-- begin --

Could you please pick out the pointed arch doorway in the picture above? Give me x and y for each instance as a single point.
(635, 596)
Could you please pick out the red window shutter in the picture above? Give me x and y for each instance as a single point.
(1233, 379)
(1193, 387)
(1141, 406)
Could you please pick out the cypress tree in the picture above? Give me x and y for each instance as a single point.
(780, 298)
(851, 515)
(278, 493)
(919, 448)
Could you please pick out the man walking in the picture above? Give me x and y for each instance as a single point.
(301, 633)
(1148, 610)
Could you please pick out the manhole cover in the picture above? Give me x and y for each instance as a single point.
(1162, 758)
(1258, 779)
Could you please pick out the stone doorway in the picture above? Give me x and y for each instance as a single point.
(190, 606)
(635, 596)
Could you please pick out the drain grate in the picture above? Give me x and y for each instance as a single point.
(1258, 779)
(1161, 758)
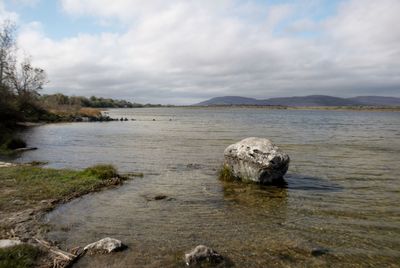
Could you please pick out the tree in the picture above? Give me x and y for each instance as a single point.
(7, 48)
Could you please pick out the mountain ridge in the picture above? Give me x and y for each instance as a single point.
(302, 101)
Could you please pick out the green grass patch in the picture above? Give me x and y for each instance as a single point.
(23, 186)
(20, 256)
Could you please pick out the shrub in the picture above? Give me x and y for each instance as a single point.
(103, 172)
(225, 174)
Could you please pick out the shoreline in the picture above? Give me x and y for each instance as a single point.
(26, 223)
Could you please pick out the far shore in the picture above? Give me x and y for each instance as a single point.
(275, 107)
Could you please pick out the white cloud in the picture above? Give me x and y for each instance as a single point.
(7, 15)
(184, 51)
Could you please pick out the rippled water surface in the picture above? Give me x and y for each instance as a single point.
(342, 197)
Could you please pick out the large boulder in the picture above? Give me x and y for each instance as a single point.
(256, 160)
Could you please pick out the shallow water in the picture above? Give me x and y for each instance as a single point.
(343, 189)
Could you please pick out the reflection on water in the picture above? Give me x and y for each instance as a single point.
(341, 197)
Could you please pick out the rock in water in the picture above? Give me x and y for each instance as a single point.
(256, 160)
(105, 245)
(7, 243)
(202, 254)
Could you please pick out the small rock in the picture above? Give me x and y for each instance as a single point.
(316, 252)
(202, 253)
(160, 197)
(18, 202)
(5, 164)
(7, 243)
(105, 245)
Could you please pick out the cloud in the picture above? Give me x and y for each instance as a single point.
(185, 51)
(7, 15)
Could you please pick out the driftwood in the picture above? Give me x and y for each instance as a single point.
(63, 258)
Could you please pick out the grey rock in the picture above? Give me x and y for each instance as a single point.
(201, 254)
(317, 252)
(105, 245)
(7, 243)
(257, 160)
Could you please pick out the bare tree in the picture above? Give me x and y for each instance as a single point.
(26, 80)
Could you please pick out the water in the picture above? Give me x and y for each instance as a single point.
(343, 188)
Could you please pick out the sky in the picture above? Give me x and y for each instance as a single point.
(186, 51)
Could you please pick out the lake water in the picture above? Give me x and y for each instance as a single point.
(342, 197)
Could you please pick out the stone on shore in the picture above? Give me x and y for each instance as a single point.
(5, 164)
(7, 243)
(105, 245)
(201, 254)
(256, 160)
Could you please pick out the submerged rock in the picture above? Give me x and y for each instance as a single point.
(7, 243)
(256, 160)
(105, 245)
(201, 254)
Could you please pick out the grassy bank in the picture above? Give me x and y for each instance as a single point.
(22, 187)
(28, 192)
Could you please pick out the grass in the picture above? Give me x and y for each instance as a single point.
(20, 256)
(24, 186)
(103, 172)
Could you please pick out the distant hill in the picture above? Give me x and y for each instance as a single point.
(377, 100)
(312, 100)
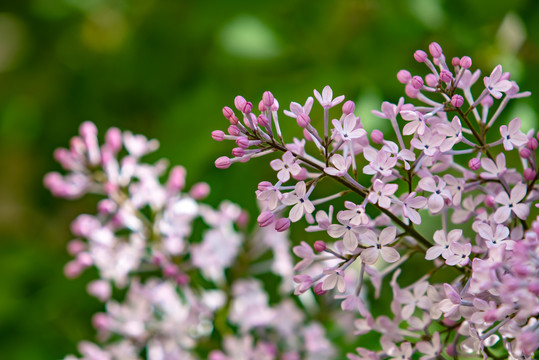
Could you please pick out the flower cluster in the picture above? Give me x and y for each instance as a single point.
(452, 158)
(164, 287)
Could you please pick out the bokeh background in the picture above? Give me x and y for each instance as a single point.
(165, 68)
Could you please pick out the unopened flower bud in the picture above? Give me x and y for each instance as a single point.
(417, 82)
(218, 135)
(465, 62)
(435, 50)
(431, 80)
(529, 174)
(223, 162)
(446, 76)
(268, 99)
(404, 76)
(348, 107)
(377, 136)
(474, 164)
(489, 201)
(238, 152)
(457, 100)
(525, 153)
(420, 56)
(265, 218)
(199, 191)
(532, 144)
(228, 112)
(233, 130)
(319, 246)
(239, 102)
(303, 120)
(282, 224)
(242, 142)
(318, 289)
(263, 120)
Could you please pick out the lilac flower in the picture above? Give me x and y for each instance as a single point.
(340, 165)
(495, 84)
(377, 247)
(439, 193)
(416, 124)
(286, 167)
(409, 205)
(442, 244)
(381, 193)
(511, 204)
(379, 162)
(298, 198)
(512, 136)
(348, 130)
(326, 99)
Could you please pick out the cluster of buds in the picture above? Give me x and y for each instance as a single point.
(448, 159)
(167, 290)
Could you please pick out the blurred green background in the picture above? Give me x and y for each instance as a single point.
(166, 68)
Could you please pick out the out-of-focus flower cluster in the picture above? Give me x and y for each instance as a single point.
(452, 157)
(164, 287)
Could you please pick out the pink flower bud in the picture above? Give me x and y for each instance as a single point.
(435, 50)
(247, 108)
(282, 224)
(228, 113)
(446, 76)
(348, 107)
(238, 152)
(176, 179)
(113, 139)
(489, 201)
(239, 102)
(410, 91)
(404, 76)
(303, 120)
(268, 99)
(265, 185)
(474, 164)
(263, 120)
(417, 82)
(242, 142)
(529, 174)
(319, 246)
(420, 56)
(487, 101)
(525, 153)
(265, 218)
(457, 100)
(431, 80)
(532, 144)
(377, 136)
(223, 162)
(318, 289)
(199, 191)
(465, 62)
(218, 135)
(234, 131)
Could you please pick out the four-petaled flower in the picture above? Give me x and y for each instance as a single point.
(377, 247)
(299, 199)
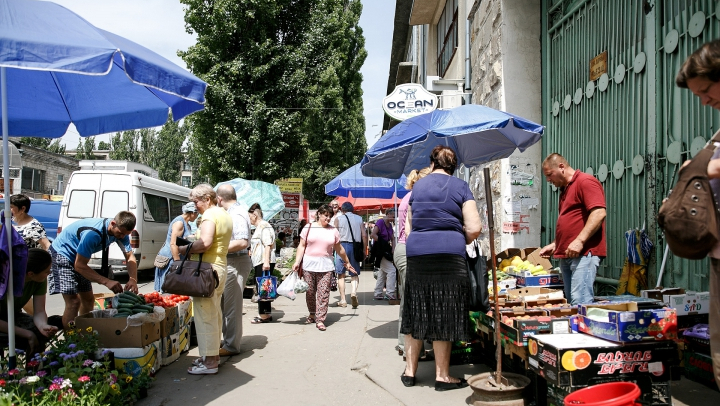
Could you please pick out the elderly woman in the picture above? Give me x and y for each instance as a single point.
(315, 253)
(263, 257)
(31, 230)
(399, 255)
(212, 240)
(443, 218)
(384, 243)
(179, 227)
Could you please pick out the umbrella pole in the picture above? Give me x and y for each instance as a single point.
(491, 232)
(12, 361)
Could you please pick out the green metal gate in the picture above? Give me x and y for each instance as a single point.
(631, 127)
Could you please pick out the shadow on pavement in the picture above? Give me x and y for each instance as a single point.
(387, 330)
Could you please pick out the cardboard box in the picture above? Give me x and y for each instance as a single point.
(535, 293)
(134, 360)
(689, 303)
(626, 323)
(699, 368)
(577, 360)
(174, 345)
(659, 292)
(526, 254)
(114, 332)
(103, 301)
(171, 323)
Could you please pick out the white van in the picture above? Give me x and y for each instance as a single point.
(104, 188)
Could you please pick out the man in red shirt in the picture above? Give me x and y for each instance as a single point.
(580, 232)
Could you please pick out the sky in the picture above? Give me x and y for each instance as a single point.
(160, 26)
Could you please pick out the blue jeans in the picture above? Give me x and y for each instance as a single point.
(579, 277)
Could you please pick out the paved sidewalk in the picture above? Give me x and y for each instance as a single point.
(352, 363)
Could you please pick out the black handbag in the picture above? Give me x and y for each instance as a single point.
(358, 251)
(191, 278)
(479, 280)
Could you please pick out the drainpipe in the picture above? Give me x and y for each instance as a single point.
(468, 97)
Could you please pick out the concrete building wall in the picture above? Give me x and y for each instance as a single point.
(506, 75)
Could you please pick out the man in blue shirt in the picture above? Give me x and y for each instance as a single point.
(70, 273)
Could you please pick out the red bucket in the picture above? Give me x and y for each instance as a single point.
(605, 394)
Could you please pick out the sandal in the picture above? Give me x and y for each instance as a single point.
(202, 370)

-- end --

> **STATED TASK**:
Give back the whole listing as it stands, minus its pictures.

> **SOLUTION TO THIS EXERCISE**:
Could you please pick out the pointed arch doorway in the picture above? Give me x and y for each instance as a single point.
(635, 596)
Could you please pick out the red window shutter in the picture above? Give me x and y for each instance as a single point.
(1233, 379)
(1193, 387)
(1141, 406)
Could you please pick out the cypress tree in the picture above? Give me x and y for each instance as a single point.
(780, 298)
(851, 515)
(278, 493)
(919, 448)
Could you please pick out the man walking in the picture above? Give me x and y for each instance as a single point.
(301, 633)
(1148, 610)
Could you please pick out the manhole cover in the picture above? Give me x and y for each instance as a single point.
(1162, 758)
(1258, 779)
Could you please pick out the stone doorway in the picture above? Give me x and y for each instance as a single point.
(190, 606)
(635, 596)
Could you please pick out the drain grate in the picture above? Give me x and y for each instance as a single point.
(1258, 779)
(1161, 758)
Could you please pick out the tree in the picture above? Give me x and y for each instance as a single point.
(7, 48)
Could you please pick out the mountain ridge in the picture above? Give me x and y for each instance as a single point.
(302, 101)
Could you please pick out the green grass patch in the picture above? Give me x and y for each instance as a single point.
(23, 186)
(20, 256)
Could you please pick out the shrub in the picture above? Give me x and y for each instance as a single point.
(103, 172)
(225, 174)
Could you please pick out the shoreline in the picture above? Give me x and y for each instance as a single point.
(26, 223)
Could you please pick out the far shore in the picture above? Give me x and y for each instance as a single point.
(275, 107)
Could you please pick out the white cloud in the picture above? Give me x and y for each instance as a single point.
(7, 15)
(184, 51)
Could you please pick out the rippled water surface in the picture above? Give me x and y for each instance as a single point.
(342, 197)
Could you please pick out the large boulder in the picture above? Give me x and y for each instance as a single point.
(256, 160)
Could you please pick out the shallow water in the picture above? Give me x and y for each instance as a single point.
(343, 189)
Could you please pick out the reflection on water in the picture above? Give me x and y for each instance as a single point.
(341, 197)
Could you please pick out the rock in water in the picture above? Give me x and y for each instance as a single point.
(256, 160)
(105, 245)
(7, 243)
(202, 254)
Could you please pick out the small rock in the picture above? Give me x and y for each instance as a single point.
(316, 252)
(202, 253)
(160, 197)
(18, 202)
(5, 164)
(7, 243)
(105, 245)
Could you please pick out the cloud in the picture above? Give me x and y for each instance as a single point.
(185, 51)
(7, 15)
Could you please pick out the driftwood in the picture above? Give me x and y for each instance as a single point.
(63, 258)
Could you please pick out the grey rock in the picture above? Give me x and y for each instance as a single point.
(201, 254)
(317, 252)
(105, 245)
(7, 243)
(257, 160)
Could you please pick out the bare tree in the picture above? Give me x and y for each instance as a single point.
(26, 80)
Could you please pick out the water in the picture above? Give me x and y for each instance as a single point.
(343, 188)
Could you please pick out the sky in the picture above? Give me x and y for each instance as a single point.
(186, 51)
Could you please pick out the lake water in the picture above? Give me x and y for each instance as a single point.
(342, 197)
Could you please pick out the stone on shore in the picture above? Give me x and y for each instance as a single point.
(5, 164)
(7, 243)
(105, 245)
(201, 254)
(256, 160)
Could you please pick out the submerged rock in the picture above? Give me x and y for each instance as a single point.
(7, 243)
(256, 160)
(105, 245)
(201, 254)
Could you please pick out the grassy bank in the picture above? Give me x and y for each instance as a single point.
(22, 187)
(28, 192)
Could you please pick out the grass in the picture above? Give me x and y for each instance as a single point.
(20, 256)
(24, 186)
(103, 172)
Could you please pick out the distant hill in the picture above? Give me x and y for each instance as a single point.
(377, 100)
(312, 100)
Could you please pick out the flower cluster in the picture above? Give me x and y for each instance as a single point.
(452, 158)
(164, 287)
Could you please pick out the bokeh background in the picture above? Give me x and y for each instance as a single point.
(165, 68)
Could you please pick out the unopened flower bud in the picture above? Give me x and y for each instance as a single point.
(417, 82)
(218, 135)
(465, 62)
(435, 50)
(431, 80)
(529, 174)
(223, 162)
(446, 76)
(268, 99)
(404, 76)
(348, 107)
(377, 136)
(474, 164)
(489, 201)
(238, 152)
(457, 100)
(525, 153)
(420, 56)
(265, 218)
(199, 191)
(532, 144)
(228, 112)
(233, 130)
(319, 246)
(239, 102)
(303, 120)
(282, 224)
(242, 142)
(318, 289)
(263, 120)
Could you please pick out the lilac flower in the picture above? Give me x and y for each instance as a single point.
(340, 165)
(495, 84)
(377, 247)
(439, 193)
(416, 124)
(286, 167)
(409, 205)
(442, 244)
(381, 193)
(511, 204)
(379, 162)
(298, 198)
(512, 136)
(348, 130)
(326, 99)
Could you please pick out the cluster of buds in the picture above? Give me x and y for each instance as a single point.
(448, 159)
(167, 290)
Could you please pick out the blurred green background in the picture above? Give me x and y for each instance as a single point.
(166, 68)
Could you please pick out the out-of-focus flower cluster in the picture above? Give me x and y for each instance as a single point.
(452, 157)
(164, 287)
Could you please pick out the pink flower bud in the picture above? Give me x and y for each instance as a single point.
(435, 50)
(247, 108)
(282, 224)
(228, 113)
(446, 76)
(348, 107)
(238, 152)
(176, 179)
(113, 139)
(489, 201)
(239, 102)
(410, 91)
(404, 76)
(303, 120)
(268, 99)
(265, 185)
(474, 164)
(263, 120)
(417, 82)
(242, 142)
(529, 174)
(319, 246)
(420, 56)
(487, 101)
(525, 153)
(265, 218)
(457, 100)
(431, 80)
(532, 144)
(377, 136)
(223, 162)
(318, 289)
(199, 191)
(465, 62)
(218, 135)
(234, 131)
Could you please pick out the four-petaled flower in the picture above? Give me x and y for each instance as a single point.
(377, 247)
(299, 199)
Could you please pick out the elderly woman in the picture above? Give me x and y for each instance as a single point.
(315, 253)
(263, 257)
(31, 230)
(399, 255)
(212, 240)
(443, 218)
(384, 243)
(179, 227)
Could you please pick out the umbrella pole in the picture above? Give me x and y for each instance as a single point.
(491, 232)
(12, 361)
Could you please pick out the green metal gate in the picture above? Give me x and y for each instance as a single point.
(631, 127)
Could you please pick out the shadow on pavement in the picture above? Give me x and y for each instance as a single point.
(387, 330)
Could you please pick out the cardboard box in the picture above? Give me x and y for each instance as a single point.
(535, 293)
(134, 360)
(689, 303)
(626, 323)
(699, 368)
(577, 360)
(174, 345)
(659, 292)
(526, 254)
(114, 332)
(103, 301)
(171, 323)
Could you please pick out the white van in the picture above? Give me x and y for each instance as a single point.
(104, 188)
Could you please pick out the man in red shirt in the picture above? Give me x and y for each instance as a single point.
(580, 232)
Could you please pick out the sky in the picture above? Give me x and y for each instance as a single point.
(160, 26)
Could you please pick out the blue jeans in the picture above? Give me x and y for each instance as a single point.
(579, 277)
Could you please pick out the paved sidewalk in the picture above? Give me x and y for each instance as a single point.
(352, 363)
Could you please pick out the black handbag in the picture above? Give me x and y for each instance as a single point.
(358, 251)
(191, 278)
(479, 280)
Could you please pick out the drainpipe in the picture above? Give me x and y for each instance as a single point.
(468, 97)
Could you please pick out the concrete building wall in the picture above? Give me x and y for each instance as a single point.
(506, 75)
Could you please pick out the man in blue shirt in the picture above? Give me x and y for each instance as a single point.
(70, 273)
Could you please pick out the red bucket in the picture above? Give me x and y for each instance as a single point.
(605, 394)
Could you please pick out the sandal in the picture above? Give me x and y for each instance as a single point.
(202, 370)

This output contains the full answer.